Given passage:
Prabhupāda: Buddhists, they, I think, they... Yes, you are right, impersonal. But their philosophy is to stop all kinds of realization, nirvāṇa. Realization they do not want. They want to stop realization, to become zero. Is it not that?
Professor Durckheim: To become? I didn't understand.
Prabhupāda: Zero.
Professor Durckheim: Zero, yes. Well, zero from the point of view of the alter ego, but this zero is everything from the outside. From the point of view of the natural ego it's zero, but once you touch it, it's the plenitude, everything. But it's beyond something and everything, as far as I understand it.
Prabhupāda: Yes, it is beyond. That beyond is realized, as I explained to you, in different angle of vision. Some, impersonal, without any variety, and some, localized Paramātmā, and some, the Supreme Being. As you are sitting, I am sitting, we are talking, so the Absolute Truth is a person, Supreme Person, Supreme Being, and we approach Him, talk with Him, sit with Him, play with Him. That is Kṛṣṇa realization. First of all, negation of the material varieties, then impersonal realization, then localized realization, then personal realization. Just like a diseased man. First of all cure, then healthy activities. A diseased man has got activities. He also eats, he also sleeps, he also evacuates, but all troublesome. Therefore, being disgusted, he wanted to make everything zero. But if he hears that again sleeping, again eating, again evacuating is healthy life, he thinks it is something like his diseased condition. But healthy life is different from diseased life. So some philosophers, they are trying to negate this diseased condition only, without any realization of healthy life. So I think Buddha philosophy is called nirvāṇa, negation of this diseased condition of life, pains and pleasure. Am I right or wrong?
Professor Durckheim: You are certainly right.

Work task 1: Translate this sentence from the dialogue on nirvāṇa into Spanish: "But healthy life is different from diseased life."
Work task 2: Return the part of the dialogue on nirvāṇa from "Prabhupāda: Buddhists, they, I" up to and including "Prabhupāda: Zero.", with nothing changed.

Source data:
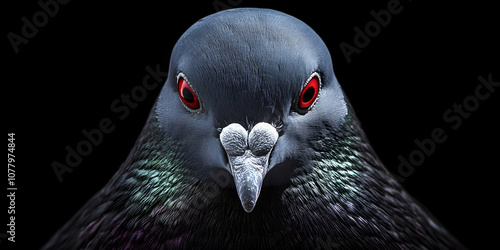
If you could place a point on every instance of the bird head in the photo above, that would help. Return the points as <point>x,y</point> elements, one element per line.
<point>246,90</point>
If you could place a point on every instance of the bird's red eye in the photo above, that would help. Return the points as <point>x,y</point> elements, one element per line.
<point>309,93</point>
<point>187,95</point>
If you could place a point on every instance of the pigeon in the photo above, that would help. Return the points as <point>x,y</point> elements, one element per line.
<point>252,144</point>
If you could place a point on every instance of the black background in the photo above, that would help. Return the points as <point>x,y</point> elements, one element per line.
<point>427,58</point>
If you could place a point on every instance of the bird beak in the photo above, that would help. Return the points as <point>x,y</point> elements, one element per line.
<point>248,154</point>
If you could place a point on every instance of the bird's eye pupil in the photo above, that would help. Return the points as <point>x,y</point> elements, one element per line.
<point>308,94</point>
<point>188,96</point>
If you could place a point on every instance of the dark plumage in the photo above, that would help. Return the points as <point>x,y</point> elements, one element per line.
<point>259,101</point>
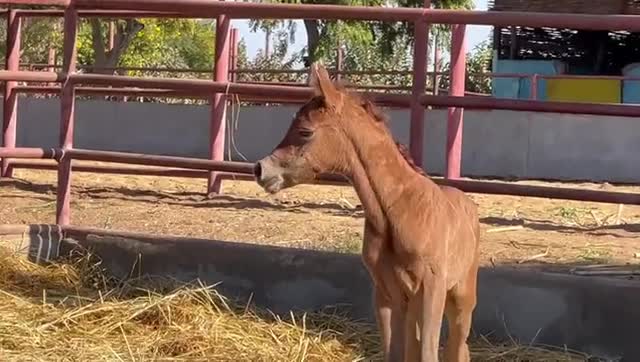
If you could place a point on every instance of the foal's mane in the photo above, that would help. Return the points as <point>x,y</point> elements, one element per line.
<point>379,116</point>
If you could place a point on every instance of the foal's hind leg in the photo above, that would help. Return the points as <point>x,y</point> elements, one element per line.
<point>461,301</point>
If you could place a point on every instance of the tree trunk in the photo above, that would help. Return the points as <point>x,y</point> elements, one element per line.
<point>313,39</point>
<point>106,60</point>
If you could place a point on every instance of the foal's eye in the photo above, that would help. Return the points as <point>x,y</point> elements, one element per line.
<point>305,133</point>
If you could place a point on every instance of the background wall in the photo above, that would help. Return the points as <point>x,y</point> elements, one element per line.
<point>496,143</point>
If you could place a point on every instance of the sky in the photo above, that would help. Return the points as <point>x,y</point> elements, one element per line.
<point>255,41</point>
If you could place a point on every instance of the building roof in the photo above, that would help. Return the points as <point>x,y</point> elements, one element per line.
<point>568,6</point>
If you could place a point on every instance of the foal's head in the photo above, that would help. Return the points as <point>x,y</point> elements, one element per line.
<point>317,140</point>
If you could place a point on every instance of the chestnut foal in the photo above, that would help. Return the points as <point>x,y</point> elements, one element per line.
<point>420,240</point>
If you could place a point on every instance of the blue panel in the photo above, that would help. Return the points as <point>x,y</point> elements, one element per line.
<point>631,88</point>
<point>520,88</point>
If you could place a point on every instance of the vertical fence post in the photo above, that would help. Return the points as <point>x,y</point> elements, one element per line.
<point>455,114</point>
<point>436,64</point>
<point>339,61</point>
<point>219,102</point>
<point>233,55</point>
<point>67,108</point>
<point>420,48</point>
<point>534,87</point>
<point>10,107</point>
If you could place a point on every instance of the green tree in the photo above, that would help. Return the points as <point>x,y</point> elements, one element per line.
<point>478,63</point>
<point>171,43</point>
<point>323,35</point>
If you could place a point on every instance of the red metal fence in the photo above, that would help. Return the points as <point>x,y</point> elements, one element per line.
<point>221,86</point>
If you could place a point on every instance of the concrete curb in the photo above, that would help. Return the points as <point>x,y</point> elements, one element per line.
<point>596,315</point>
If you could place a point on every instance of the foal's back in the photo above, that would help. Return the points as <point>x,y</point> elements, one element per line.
<point>463,247</point>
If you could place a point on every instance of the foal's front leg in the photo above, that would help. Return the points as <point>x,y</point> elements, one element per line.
<point>387,295</point>
<point>391,326</point>
<point>433,293</point>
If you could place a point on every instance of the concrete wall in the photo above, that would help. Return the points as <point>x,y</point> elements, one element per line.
<point>595,315</point>
<point>496,143</point>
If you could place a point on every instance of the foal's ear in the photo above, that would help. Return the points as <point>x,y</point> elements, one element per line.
<point>323,86</point>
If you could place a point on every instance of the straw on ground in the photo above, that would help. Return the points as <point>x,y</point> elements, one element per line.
<point>74,310</point>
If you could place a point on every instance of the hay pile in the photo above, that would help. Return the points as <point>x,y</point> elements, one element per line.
<point>72,311</point>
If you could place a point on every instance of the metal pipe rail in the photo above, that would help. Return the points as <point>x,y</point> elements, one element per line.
<point>184,87</point>
<point>184,166</point>
<point>243,10</point>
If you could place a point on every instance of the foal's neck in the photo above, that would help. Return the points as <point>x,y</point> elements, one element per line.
<point>379,173</point>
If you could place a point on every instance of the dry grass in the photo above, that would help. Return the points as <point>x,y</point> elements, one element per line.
<point>321,217</point>
<point>72,311</point>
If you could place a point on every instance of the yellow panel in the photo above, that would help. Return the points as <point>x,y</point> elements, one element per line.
<point>584,90</point>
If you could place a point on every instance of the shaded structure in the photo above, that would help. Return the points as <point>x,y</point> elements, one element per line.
<point>586,52</point>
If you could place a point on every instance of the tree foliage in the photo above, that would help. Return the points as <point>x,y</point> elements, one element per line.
<point>179,43</point>
<point>478,63</point>
<point>384,38</point>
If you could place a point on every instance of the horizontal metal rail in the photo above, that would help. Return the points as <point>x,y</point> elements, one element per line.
<point>246,169</point>
<point>211,9</point>
<point>489,103</point>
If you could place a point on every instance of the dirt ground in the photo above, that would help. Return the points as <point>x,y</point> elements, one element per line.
<point>550,232</point>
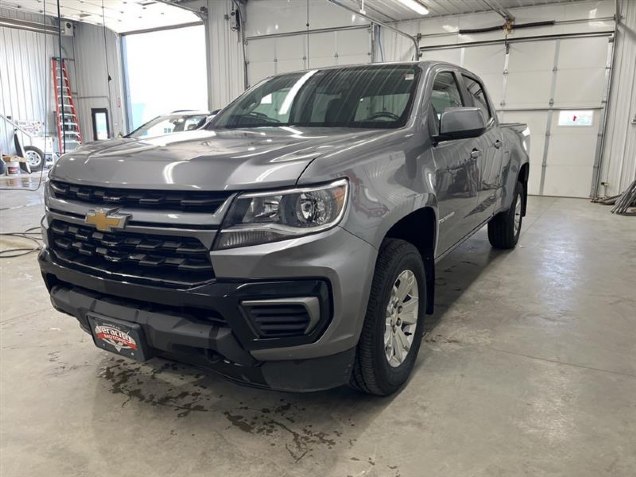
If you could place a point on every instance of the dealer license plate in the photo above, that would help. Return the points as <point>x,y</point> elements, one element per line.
<point>119,337</point>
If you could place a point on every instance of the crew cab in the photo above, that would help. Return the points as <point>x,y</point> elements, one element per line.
<point>291,243</point>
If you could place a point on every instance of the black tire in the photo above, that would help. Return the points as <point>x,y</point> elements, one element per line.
<point>502,233</point>
<point>33,152</point>
<point>372,373</point>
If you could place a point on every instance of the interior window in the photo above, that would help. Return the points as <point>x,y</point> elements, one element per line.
<point>386,107</point>
<point>373,96</point>
<point>479,97</point>
<point>445,93</point>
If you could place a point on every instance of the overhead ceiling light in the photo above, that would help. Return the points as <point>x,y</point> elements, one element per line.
<point>416,6</point>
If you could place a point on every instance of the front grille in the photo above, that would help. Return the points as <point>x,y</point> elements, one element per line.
<point>182,201</point>
<point>279,320</point>
<point>172,260</point>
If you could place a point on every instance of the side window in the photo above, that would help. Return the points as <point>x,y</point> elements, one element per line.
<point>479,97</point>
<point>445,93</point>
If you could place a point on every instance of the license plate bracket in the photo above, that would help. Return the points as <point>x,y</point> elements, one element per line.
<point>119,337</point>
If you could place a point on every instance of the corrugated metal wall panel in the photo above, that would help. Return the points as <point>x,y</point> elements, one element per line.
<point>26,91</point>
<point>619,155</point>
<point>25,83</point>
<point>226,64</point>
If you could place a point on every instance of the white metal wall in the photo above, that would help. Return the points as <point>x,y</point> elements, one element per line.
<point>269,52</point>
<point>25,62</point>
<point>26,91</point>
<point>619,155</point>
<point>97,55</point>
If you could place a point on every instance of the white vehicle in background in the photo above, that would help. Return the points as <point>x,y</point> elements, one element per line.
<point>38,149</point>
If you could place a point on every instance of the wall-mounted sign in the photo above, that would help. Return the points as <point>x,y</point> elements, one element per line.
<point>584,118</point>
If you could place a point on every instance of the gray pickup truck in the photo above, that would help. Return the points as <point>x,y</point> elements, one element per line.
<point>291,244</point>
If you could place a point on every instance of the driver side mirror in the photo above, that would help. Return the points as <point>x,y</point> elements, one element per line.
<point>460,123</point>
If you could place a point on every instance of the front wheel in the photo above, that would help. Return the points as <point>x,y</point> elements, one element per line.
<point>505,227</point>
<point>394,322</point>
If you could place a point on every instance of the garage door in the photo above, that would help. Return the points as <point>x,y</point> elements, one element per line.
<point>557,87</point>
<point>272,55</point>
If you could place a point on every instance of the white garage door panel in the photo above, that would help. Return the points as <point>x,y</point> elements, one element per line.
<point>536,121</point>
<point>261,50</point>
<point>579,87</point>
<point>259,70</point>
<point>483,60</point>
<point>322,45</point>
<point>287,66</point>
<point>353,60</point>
<point>583,53</point>
<point>354,42</point>
<point>288,50</point>
<point>321,62</point>
<point>494,86</point>
<point>527,57</point>
<point>568,181</point>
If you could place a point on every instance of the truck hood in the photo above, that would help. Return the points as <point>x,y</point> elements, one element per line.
<point>234,159</point>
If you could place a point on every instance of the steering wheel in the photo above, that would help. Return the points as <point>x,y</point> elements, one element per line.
<point>384,114</point>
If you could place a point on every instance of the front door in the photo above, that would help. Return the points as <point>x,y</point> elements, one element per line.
<point>457,174</point>
<point>489,144</point>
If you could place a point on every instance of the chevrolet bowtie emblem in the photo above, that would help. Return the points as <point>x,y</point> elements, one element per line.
<point>106,220</point>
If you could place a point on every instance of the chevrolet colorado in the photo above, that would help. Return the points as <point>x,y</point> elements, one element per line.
<point>291,244</point>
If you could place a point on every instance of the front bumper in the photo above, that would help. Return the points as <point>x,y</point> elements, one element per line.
<point>207,325</point>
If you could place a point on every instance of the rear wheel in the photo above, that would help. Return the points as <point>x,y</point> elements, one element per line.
<point>35,158</point>
<point>505,227</point>
<point>394,322</point>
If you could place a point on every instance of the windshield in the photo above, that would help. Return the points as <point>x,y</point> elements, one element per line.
<point>169,124</point>
<point>376,96</point>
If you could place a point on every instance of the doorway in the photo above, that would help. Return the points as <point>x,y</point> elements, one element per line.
<point>99,120</point>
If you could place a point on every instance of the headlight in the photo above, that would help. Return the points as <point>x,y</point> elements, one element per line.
<point>270,216</point>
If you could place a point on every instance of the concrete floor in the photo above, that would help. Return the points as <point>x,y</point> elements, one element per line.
<point>529,369</point>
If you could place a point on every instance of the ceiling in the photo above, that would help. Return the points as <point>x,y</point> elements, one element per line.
<point>134,15</point>
<point>393,10</point>
<point>118,15</point>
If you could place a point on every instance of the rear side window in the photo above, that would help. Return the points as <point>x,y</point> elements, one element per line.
<point>445,93</point>
<point>476,90</point>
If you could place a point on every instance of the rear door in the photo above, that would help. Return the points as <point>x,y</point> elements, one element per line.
<point>456,176</point>
<point>489,147</point>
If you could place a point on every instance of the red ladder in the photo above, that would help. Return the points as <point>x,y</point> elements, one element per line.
<point>68,134</point>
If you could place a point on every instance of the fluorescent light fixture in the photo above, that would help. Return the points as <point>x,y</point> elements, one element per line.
<point>415,6</point>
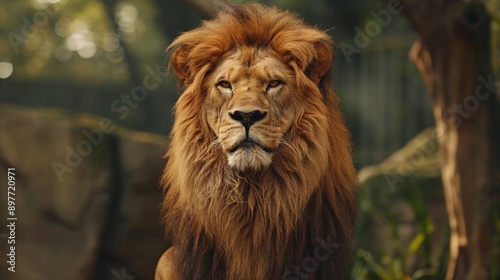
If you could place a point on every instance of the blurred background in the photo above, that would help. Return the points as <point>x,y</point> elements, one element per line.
<point>85,110</point>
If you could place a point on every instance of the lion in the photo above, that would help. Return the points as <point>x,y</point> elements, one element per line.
<point>259,178</point>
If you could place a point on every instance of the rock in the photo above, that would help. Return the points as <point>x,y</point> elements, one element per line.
<point>87,196</point>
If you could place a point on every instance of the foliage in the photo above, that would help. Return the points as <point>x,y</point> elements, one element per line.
<point>391,266</point>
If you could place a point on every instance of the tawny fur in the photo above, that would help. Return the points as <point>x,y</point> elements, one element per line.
<point>226,223</point>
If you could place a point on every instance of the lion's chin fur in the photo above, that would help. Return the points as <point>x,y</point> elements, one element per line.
<point>271,221</point>
<point>249,158</point>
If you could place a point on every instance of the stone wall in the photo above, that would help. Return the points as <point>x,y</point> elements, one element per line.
<point>87,197</point>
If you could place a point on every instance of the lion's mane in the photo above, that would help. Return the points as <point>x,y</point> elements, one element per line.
<point>267,224</point>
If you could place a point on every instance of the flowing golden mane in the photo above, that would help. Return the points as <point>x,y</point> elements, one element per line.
<point>286,208</point>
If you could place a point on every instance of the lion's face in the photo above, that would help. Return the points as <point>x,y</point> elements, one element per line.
<point>250,106</point>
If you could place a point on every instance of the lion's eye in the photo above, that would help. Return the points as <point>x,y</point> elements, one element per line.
<point>224,84</point>
<point>274,83</point>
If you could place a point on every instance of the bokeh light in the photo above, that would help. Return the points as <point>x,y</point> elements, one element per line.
<point>6,69</point>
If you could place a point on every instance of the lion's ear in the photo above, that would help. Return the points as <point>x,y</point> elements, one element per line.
<point>179,62</point>
<point>321,61</point>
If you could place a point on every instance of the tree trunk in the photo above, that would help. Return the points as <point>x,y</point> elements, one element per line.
<point>453,56</point>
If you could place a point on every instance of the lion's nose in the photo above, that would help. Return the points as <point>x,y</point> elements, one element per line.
<point>247,119</point>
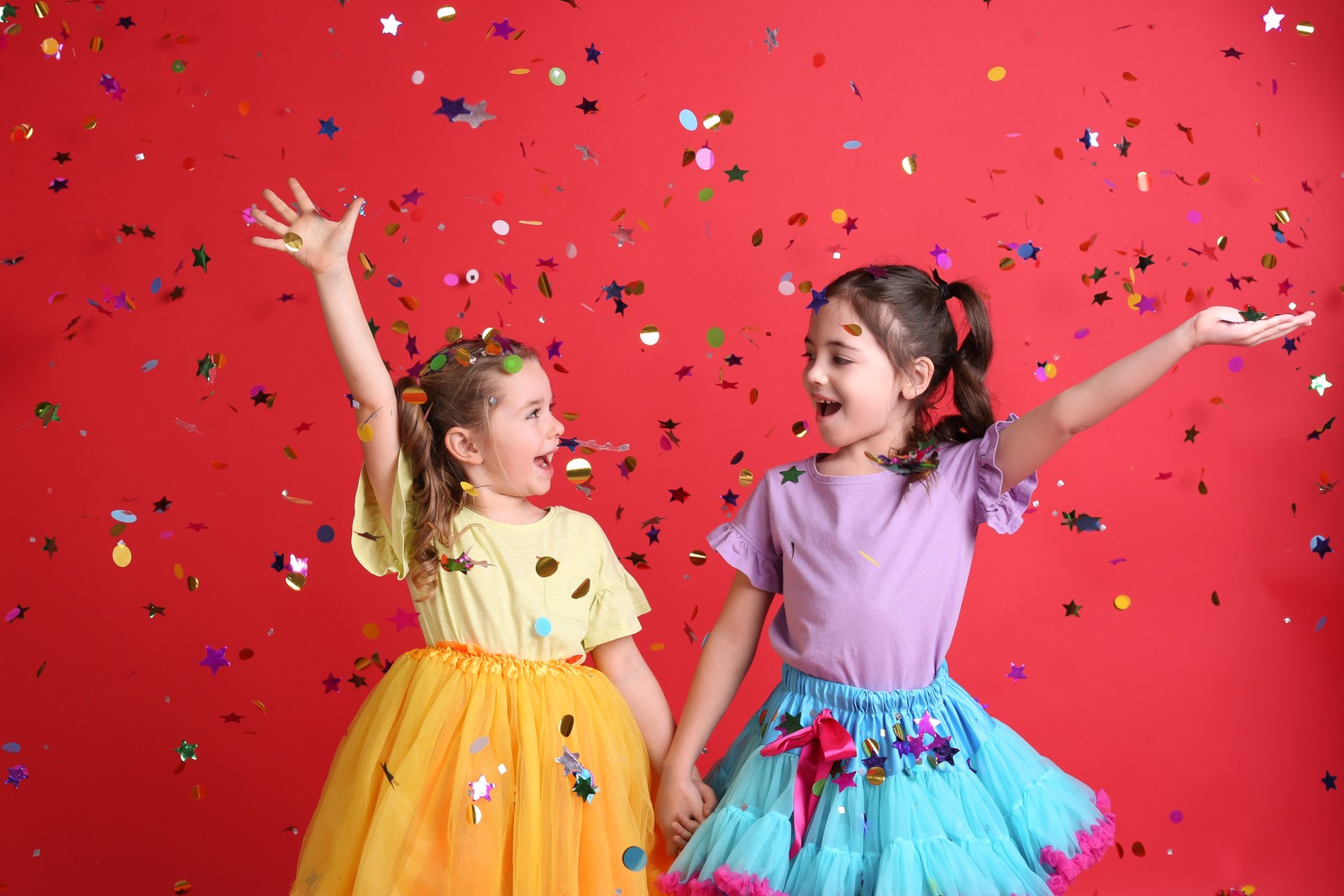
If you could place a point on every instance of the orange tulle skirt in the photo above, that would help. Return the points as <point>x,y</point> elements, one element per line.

Answer area 1: Pero la vida sana es diferente de la vida enferma.

Answer area 2:
Prabhupāda: Buddhists, they, I think, they... Yes, you are right, impersonal. But their philosophy is to stop all kinds of realization, nirvāṇa. Realization they do not want. They want to stop realization, to become zero. Is it not that?
Professor Durckheim: To become? I didn't understand.
Prabhupāda: Zero.